--- WHAT IS ASKED ---
Repeat exactly the lines from the line containing "Expected behaviour: the pointer locates the truck" through the last line of the records below, inclusive, and nothing else.

--- RAW DATA ---
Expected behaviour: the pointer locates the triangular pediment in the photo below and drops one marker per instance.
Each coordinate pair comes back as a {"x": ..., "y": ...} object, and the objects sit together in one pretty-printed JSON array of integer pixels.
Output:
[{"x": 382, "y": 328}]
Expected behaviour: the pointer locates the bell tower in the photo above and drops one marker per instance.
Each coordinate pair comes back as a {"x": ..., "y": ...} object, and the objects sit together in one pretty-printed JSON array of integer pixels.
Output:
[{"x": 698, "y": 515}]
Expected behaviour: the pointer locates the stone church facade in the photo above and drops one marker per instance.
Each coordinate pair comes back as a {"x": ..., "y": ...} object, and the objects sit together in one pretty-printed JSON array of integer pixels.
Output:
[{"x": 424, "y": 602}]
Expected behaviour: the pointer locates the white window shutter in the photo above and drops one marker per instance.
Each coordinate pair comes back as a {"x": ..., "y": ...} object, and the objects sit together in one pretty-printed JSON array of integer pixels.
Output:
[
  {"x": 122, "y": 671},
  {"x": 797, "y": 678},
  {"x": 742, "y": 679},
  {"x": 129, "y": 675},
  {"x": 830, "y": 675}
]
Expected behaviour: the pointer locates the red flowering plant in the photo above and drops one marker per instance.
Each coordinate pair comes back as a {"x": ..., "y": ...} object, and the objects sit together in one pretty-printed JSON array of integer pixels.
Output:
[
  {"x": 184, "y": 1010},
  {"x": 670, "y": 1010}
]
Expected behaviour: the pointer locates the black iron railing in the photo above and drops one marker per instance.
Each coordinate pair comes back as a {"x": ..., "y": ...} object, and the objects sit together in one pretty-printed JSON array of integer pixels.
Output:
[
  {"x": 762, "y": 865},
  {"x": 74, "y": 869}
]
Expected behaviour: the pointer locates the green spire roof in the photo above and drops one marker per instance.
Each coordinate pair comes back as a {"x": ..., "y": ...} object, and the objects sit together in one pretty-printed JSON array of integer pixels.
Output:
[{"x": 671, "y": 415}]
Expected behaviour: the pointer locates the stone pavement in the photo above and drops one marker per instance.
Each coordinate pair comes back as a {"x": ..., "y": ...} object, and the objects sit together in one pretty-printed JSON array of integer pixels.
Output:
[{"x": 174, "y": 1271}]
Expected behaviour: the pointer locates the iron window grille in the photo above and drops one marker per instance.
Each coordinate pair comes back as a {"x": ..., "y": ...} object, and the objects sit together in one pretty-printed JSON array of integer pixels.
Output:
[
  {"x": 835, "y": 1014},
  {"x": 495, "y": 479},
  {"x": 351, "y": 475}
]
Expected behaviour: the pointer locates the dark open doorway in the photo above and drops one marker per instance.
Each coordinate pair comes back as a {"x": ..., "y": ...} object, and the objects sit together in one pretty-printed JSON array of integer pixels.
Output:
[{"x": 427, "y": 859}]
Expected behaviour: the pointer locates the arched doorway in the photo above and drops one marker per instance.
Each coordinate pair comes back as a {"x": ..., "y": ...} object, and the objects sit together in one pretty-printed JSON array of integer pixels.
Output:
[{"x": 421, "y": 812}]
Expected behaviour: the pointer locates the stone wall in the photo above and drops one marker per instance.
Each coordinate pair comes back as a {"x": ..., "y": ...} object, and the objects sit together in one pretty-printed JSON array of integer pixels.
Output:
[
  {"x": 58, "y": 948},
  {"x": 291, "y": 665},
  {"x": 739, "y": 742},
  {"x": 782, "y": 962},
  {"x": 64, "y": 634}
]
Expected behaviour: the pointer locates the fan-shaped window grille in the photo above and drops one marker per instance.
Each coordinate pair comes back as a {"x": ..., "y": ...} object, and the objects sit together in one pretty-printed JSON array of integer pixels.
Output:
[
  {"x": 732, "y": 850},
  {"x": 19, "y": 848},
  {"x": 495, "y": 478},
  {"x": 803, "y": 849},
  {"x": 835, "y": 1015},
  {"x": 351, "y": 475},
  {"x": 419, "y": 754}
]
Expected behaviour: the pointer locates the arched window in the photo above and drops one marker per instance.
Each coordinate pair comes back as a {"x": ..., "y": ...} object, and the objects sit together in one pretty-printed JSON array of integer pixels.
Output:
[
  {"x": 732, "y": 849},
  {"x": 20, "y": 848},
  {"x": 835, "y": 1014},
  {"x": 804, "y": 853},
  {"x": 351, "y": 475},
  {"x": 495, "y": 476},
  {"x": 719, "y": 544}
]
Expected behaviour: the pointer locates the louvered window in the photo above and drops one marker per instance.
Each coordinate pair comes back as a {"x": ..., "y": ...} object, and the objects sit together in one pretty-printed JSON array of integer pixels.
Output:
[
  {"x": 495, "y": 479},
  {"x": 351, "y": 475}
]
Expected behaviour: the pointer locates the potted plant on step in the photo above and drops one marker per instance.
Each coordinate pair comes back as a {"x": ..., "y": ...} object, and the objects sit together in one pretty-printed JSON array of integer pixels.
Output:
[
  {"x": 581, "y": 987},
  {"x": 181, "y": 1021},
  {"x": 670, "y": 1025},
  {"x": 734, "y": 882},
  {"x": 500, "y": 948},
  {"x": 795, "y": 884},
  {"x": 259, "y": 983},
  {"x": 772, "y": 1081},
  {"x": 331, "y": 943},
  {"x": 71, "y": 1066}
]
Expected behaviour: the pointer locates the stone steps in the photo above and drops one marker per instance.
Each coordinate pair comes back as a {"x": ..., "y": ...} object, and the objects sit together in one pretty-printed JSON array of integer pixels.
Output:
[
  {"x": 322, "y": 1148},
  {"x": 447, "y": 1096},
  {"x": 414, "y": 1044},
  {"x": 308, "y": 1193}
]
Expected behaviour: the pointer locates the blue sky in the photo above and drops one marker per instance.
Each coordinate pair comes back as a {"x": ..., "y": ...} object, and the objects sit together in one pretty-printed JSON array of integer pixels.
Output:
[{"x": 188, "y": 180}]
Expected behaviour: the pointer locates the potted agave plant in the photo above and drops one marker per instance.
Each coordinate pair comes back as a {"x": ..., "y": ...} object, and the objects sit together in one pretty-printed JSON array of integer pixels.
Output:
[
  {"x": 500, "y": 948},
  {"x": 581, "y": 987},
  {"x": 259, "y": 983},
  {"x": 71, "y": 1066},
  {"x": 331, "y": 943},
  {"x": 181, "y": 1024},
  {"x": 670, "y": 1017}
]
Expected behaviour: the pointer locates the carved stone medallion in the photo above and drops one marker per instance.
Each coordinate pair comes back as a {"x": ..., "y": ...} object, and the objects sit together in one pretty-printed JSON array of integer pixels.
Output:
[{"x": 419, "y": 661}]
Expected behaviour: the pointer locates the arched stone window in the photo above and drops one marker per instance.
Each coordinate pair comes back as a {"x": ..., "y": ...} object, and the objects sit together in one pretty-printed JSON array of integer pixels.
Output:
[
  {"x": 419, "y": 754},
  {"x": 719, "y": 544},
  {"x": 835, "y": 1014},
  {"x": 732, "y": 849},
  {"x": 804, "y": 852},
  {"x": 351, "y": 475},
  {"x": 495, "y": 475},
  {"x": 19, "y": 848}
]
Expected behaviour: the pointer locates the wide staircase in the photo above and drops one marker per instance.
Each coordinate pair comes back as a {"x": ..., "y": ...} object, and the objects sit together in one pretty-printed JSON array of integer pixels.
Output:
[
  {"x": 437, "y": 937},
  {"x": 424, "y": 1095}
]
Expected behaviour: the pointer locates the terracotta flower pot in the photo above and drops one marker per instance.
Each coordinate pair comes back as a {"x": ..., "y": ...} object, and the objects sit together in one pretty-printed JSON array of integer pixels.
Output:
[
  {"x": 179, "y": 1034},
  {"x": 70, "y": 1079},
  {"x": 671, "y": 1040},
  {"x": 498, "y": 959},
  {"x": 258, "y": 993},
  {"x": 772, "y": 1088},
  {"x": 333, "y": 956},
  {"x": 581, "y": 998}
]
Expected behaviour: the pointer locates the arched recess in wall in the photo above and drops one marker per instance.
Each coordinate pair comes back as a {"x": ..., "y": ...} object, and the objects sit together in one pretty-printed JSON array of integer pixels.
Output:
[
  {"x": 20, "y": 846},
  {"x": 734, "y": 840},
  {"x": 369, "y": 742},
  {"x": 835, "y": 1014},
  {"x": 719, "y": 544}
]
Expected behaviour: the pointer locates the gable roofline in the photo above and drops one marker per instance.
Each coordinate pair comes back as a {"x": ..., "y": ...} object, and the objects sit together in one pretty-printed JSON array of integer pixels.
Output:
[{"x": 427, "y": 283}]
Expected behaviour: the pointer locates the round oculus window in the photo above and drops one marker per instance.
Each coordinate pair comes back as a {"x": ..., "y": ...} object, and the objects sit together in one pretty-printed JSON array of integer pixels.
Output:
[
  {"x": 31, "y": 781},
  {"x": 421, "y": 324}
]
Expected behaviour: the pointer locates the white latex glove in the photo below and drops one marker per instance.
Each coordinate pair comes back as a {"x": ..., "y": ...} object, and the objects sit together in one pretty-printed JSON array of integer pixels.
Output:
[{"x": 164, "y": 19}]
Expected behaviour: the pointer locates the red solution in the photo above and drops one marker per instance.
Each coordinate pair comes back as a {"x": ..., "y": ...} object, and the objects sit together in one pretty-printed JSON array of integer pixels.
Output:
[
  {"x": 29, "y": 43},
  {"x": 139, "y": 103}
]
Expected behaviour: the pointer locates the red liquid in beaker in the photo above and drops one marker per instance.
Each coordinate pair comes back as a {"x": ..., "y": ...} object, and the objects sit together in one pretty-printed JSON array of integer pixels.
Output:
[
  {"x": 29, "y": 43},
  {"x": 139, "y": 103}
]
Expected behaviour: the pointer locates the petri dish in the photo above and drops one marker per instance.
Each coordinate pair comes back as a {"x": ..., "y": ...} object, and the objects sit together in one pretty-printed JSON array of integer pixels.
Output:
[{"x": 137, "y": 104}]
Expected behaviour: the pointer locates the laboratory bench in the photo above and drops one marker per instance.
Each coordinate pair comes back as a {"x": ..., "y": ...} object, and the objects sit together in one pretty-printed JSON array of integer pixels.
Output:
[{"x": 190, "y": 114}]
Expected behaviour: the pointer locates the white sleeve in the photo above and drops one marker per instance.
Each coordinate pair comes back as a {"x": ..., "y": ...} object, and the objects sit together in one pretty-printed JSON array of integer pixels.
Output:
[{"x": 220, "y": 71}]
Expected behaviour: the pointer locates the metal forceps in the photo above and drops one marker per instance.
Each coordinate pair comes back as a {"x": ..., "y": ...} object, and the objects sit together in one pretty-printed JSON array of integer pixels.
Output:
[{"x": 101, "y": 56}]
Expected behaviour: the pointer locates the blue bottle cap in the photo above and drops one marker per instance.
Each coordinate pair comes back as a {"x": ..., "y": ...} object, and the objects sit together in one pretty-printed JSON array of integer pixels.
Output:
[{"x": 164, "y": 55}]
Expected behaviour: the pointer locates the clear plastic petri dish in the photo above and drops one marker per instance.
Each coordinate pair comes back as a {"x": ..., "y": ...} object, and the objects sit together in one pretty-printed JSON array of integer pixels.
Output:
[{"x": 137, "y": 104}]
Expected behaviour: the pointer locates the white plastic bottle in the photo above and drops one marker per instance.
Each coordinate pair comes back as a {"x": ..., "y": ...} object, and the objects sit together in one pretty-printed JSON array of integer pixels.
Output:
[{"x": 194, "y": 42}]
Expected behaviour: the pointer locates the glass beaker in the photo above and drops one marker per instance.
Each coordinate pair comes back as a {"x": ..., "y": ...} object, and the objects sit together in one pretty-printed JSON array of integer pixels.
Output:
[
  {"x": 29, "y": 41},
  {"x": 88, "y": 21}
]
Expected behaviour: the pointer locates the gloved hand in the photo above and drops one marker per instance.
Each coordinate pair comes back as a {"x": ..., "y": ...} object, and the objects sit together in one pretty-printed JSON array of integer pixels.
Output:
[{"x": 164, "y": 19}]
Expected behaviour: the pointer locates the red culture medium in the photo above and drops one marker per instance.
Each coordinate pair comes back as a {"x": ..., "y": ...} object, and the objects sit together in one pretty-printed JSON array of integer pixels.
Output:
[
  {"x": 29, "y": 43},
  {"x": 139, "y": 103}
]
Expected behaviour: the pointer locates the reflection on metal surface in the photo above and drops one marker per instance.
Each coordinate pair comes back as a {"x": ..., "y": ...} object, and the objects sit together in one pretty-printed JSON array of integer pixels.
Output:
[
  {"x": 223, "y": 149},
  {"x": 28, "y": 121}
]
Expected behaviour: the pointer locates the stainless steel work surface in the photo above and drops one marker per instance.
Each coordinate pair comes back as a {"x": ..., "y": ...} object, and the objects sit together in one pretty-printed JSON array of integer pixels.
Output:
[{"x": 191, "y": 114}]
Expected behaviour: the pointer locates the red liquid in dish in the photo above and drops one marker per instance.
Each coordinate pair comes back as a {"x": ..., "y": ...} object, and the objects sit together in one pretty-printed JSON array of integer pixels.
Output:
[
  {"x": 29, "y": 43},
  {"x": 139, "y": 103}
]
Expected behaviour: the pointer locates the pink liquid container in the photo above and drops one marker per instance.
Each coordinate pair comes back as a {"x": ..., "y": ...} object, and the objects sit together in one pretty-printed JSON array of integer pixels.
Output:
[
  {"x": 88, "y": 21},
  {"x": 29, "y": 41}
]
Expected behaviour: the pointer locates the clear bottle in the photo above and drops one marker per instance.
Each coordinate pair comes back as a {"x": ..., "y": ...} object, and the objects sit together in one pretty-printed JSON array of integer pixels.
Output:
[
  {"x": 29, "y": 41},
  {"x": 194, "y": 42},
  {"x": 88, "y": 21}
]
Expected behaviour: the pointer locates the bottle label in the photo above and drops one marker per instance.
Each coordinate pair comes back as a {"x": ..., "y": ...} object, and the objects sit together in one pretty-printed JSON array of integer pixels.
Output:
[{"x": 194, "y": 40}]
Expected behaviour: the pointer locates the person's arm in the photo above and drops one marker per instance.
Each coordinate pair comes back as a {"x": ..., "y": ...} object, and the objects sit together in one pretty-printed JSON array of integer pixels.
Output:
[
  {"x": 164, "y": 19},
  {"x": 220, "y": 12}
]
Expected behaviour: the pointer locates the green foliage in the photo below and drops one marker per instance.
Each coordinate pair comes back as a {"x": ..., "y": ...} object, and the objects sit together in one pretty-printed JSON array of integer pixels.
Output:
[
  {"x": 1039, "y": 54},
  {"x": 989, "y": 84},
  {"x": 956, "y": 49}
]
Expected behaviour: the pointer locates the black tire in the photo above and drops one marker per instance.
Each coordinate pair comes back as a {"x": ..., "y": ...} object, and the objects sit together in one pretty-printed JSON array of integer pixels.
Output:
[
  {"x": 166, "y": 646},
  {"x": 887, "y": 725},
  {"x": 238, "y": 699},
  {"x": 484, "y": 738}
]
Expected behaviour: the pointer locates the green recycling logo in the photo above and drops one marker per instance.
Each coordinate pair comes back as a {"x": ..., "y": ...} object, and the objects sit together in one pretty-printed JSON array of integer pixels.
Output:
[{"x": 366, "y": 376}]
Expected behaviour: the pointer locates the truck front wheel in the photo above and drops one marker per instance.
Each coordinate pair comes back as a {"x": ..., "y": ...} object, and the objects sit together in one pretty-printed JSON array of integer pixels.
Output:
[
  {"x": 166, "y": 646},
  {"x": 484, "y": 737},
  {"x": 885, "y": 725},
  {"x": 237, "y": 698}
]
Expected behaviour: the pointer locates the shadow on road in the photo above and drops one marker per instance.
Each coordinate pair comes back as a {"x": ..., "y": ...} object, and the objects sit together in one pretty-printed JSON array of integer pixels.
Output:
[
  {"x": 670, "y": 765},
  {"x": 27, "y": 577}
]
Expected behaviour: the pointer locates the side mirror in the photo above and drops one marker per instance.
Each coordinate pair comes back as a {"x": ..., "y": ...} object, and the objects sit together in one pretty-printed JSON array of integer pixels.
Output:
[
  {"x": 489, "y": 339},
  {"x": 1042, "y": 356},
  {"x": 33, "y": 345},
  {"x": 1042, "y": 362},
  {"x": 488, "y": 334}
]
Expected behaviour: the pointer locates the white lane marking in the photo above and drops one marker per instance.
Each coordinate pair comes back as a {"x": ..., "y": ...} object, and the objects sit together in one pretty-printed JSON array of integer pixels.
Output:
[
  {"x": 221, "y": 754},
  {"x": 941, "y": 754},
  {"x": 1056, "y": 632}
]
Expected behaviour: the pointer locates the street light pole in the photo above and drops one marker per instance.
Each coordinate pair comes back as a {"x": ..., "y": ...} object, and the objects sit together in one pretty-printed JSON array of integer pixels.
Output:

--- RESULT ---
Expected behaviour: the pointer locates the truck front wheel in the photo above and drops one marker per instance.
Each coordinate pair comes back as a {"x": ..., "y": ...} object, and the objects sit together in one pretty-printed JSON array of integer pixels.
Output:
[
  {"x": 166, "y": 646},
  {"x": 484, "y": 737},
  {"x": 885, "y": 725},
  {"x": 237, "y": 698}
]
Expected behaviour: the pointer locates the shadow on road in the photo above and drops one marker per instance.
Each coordinate pair comes back as a {"x": ..., "y": ...} object, and the objects sit together in one pretty-printed JSON array of integer pixels.
Output:
[
  {"x": 670, "y": 765},
  {"x": 27, "y": 577}
]
Expected behaviour: the pointer locates the side mirror in the photo above and drops one marker per instance.
Each coordinate pair comes back as a {"x": ..., "y": ...} object, and the objects sit together in one pretty-printed JSON array of integer pixels.
Output:
[
  {"x": 489, "y": 339},
  {"x": 1042, "y": 356},
  {"x": 33, "y": 345},
  {"x": 1042, "y": 362},
  {"x": 488, "y": 334}
]
Expected behaviour: the pointer locates the white lane marking in the photo above and drops one marker per instance.
Each coordinate pair comes back as a {"x": ..., "y": ...} object, and the objects sit together in one pretty-printed JSON array of integer pixels.
Output:
[
  {"x": 221, "y": 754},
  {"x": 941, "y": 754},
  {"x": 1056, "y": 632}
]
Expected behaviour: the pointer locates the street light pole in the photo above and drops one marker per instance.
Each coordinate pair comes back as a {"x": ..., "y": ...} object, and the objects sit together in one pretty-printed JSON array of integer pixels.
Output:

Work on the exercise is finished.